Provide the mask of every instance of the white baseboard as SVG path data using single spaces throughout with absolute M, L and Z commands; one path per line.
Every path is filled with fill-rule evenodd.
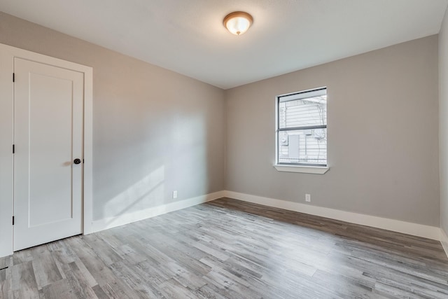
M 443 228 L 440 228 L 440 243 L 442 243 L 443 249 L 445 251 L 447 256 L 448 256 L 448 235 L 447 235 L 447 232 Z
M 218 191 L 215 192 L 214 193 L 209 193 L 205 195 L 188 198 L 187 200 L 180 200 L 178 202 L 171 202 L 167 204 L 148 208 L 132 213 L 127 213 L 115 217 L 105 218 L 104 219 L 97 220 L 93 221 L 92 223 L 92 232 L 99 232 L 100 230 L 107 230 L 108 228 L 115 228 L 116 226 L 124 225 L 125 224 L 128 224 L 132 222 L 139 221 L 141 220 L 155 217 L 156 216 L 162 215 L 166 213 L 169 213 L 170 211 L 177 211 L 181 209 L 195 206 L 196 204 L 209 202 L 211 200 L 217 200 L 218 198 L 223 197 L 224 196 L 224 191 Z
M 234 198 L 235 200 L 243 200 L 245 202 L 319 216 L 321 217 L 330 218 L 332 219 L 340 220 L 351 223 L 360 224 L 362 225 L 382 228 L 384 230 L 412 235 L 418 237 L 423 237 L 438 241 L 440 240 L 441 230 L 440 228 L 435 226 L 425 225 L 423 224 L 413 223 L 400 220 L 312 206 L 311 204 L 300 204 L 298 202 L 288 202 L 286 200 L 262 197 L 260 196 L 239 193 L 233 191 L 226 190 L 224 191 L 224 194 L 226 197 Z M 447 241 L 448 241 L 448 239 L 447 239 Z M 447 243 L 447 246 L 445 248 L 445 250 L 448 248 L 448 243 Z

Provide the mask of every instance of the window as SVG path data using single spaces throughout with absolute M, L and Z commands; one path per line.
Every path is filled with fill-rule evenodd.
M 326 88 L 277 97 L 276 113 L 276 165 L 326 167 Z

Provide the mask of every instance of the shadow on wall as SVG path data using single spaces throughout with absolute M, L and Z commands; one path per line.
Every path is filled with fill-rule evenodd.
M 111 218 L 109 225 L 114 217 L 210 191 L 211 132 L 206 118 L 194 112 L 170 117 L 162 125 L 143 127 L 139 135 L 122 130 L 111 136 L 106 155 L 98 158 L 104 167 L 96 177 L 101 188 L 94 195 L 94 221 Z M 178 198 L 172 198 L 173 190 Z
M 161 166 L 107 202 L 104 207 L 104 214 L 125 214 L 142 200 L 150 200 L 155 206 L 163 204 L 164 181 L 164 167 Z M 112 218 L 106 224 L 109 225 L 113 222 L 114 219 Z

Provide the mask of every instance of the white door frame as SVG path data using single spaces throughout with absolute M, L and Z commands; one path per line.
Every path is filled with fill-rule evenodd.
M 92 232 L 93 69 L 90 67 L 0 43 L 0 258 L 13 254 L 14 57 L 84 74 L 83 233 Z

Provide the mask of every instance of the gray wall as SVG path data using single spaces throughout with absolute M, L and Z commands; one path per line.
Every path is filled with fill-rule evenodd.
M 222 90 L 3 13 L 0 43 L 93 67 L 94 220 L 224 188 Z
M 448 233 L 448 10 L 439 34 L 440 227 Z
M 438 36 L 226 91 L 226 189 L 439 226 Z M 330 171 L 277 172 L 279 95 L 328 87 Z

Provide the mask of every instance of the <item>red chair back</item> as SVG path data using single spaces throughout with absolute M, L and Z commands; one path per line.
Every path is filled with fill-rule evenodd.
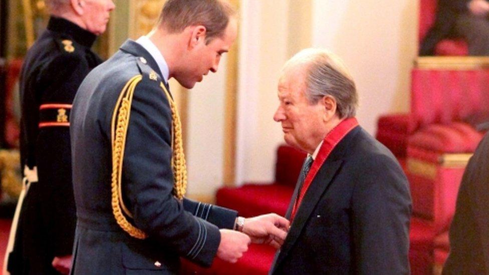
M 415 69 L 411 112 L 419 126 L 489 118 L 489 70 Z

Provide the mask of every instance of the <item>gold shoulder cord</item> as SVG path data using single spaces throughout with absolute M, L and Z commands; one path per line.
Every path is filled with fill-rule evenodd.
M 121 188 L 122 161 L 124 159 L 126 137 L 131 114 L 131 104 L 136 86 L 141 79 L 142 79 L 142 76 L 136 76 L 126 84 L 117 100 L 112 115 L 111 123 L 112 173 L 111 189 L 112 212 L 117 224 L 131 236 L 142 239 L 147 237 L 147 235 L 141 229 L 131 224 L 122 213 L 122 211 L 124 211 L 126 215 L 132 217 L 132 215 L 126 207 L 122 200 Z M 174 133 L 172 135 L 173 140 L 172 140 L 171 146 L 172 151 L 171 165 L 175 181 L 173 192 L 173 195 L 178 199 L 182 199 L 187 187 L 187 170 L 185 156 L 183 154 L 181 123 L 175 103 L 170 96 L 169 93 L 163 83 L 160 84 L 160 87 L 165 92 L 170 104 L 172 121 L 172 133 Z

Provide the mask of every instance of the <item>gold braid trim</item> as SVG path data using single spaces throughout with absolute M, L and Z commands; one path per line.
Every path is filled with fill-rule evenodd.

::::

= Problem to work on =
Reproduce all of the records with "fill-rule evenodd" replaced by "fill-rule nonzero" and everything else left unchanged. Omit the pictures from your output.

= Answer for the task =
Provide the mask of every instance of the white baseboard as SVG path data using single spaces throughout with absolute M, L and Z commands; one path per line.
Every path is filled with fill-rule nonzero.
M 443 228 L 440 228 L 440 243 L 442 243 L 443 249 L 445 251 L 447 256 L 448 256 L 448 235 L 447 235 L 447 232 Z
M 218 191 L 215 192 L 214 193 L 209 193 L 205 195 L 188 198 L 187 200 L 180 200 L 178 202 L 171 202 L 167 204 L 148 208 L 132 213 L 127 213 L 115 217 L 105 218 L 104 219 L 97 220 L 93 221 L 92 223 L 92 232 L 99 232 L 100 230 L 107 230 L 108 228 L 115 228 L 116 226 L 124 225 L 125 224 L 128 224 L 132 222 L 139 221 L 141 220 L 155 217 L 156 216 L 162 215 L 166 213 L 169 213 L 170 211 L 177 211 L 181 209 L 195 206 L 196 204 L 209 202 L 211 200 L 217 200 L 218 198 L 223 197 L 224 196 L 224 191 Z
M 234 198 L 235 200 L 243 200 L 245 202 L 319 216 L 321 217 L 330 218 L 332 219 L 340 220 L 351 223 L 360 224 L 362 225 L 382 228 L 384 230 L 412 235 L 418 237 L 423 237 L 438 241 L 440 240 L 441 230 L 440 228 L 435 226 L 425 225 L 423 224 L 413 223 L 400 220 L 312 206 L 311 204 L 300 204 L 298 202 L 288 202 L 286 200 L 262 197 L 260 196 L 239 193 L 233 191 L 226 190 L 224 191 L 224 194 L 226 197 Z M 447 241 L 448 241 L 448 239 L 447 239 Z M 447 243 L 447 246 L 445 248 L 445 250 L 448 248 L 448 243 Z

Provide the mask of every instance of the window as SVG path data using single spaces throughout with absolute M, L and Z commands; one path per line.
Every path is filled with fill-rule nonzero.
M 326 88 L 277 97 L 276 113 L 276 165 L 326 167 Z

Provide the mask of every instance of the shadow on wall as SVG path data using single spaces throughout with absolute M, L and Z commands; one path per line.
Every path is filled with fill-rule nonzero.
M 111 218 L 109 225 L 114 217 L 210 191 L 211 132 L 206 118 L 194 112 L 170 117 L 162 125 L 143 127 L 139 135 L 122 130 L 111 136 L 106 155 L 98 158 L 104 167 L 96 177 L 101 188 L 94 195 L 94 221 Z M 178 198 L 172 198 L 173 190 Z
M 161 166 L 107 202 L 104 207 L 104 214 L 125 214 L 142 200 L 150 200 L 155 206 L 163 204 L 164 181 L 164 167 Z M 112 218 L 106 224 L 109 225 L 113 222 L 114 219 Z

Provide the mask of every instance of the white door frame as SVG path data using single spaces throughout with absolute M, L and Z commands; one path per line.
Every path is filled with fill-rule nonzero.
M 92 232 L 93 69 L 90 67 L 0 43 L 0 258 L 13 254 L 14 57 L 84 74 L 83 233 Z

Provide the mask of every instance of the gray wall as SVG path data using single spaces throughout with absolute M, L and Z commands; one path per line.
Every path is filled with fill-rule nonzero.
M 222 90 L 3 13 L 0 43 L 93 67 L 94 220 L 224 188 Z
M 448 233 L 448 10 L 439 34 L 440 227 Z
M 438 36 L 226 91 L 226 189 L 439 226 Z M 330 171 L 277 172 L 279 95 L 328 87 Z

Provide the mask of every instance of the <item>red chair back</item> as SVG path data using single spaces throughout with absolute M, L and Z commands; one path per line.
Every path is filled with fill-rule nonzero.
M 415 69 L 411 112 L 419 126 L 489 118 L 489 70 Z

Provide the mask of every instance of the <item>gold shoulder cord</item> as SVG path data using single spaces throughout with absolute M, L and Z commands; one path per line.
Every path is filled with fill-rule nonzero.
M 121 188 L 122 161 L 124 159 L 126 137 L 131 114 L 131 104 L 136 86 L 141 79 L 142 79 L 142 76 L 136 76 L 126 84 L 117 100 L 112 115 L 111 123 L 112 173 L 111 189 L 112 212 L 117 224 L 131 236 L 142 239 L 147 237 L 147 235 L 141 229 L 131 224 L 122 213 L 122 211 L 124 211 L 126 215 L 132 217 L 132 215 L 126 207 L 122 200 Z M 174 133 L 172 135 L 173 140 L 172 140 L 171 146 L 172 151 L 171 165 L 175 181 L 173 192 L 173 195 L 178 199 L 182 199 L 187 187 L 187 170 L 185 156 L 183 154 L 181 123 L 175 103 L 170 96 L 169 93 L 163 83 L 160 84 L 160 87 L 165 92 L 170 104 L 172 121 L 172 133 Z

Provide the mask of every instance of the <item>gold braid trim</item> as SVG path data using single spaces throughout with absolute M, L and Z commands; one path per line.
Every path is filled with fill-rule nonzero.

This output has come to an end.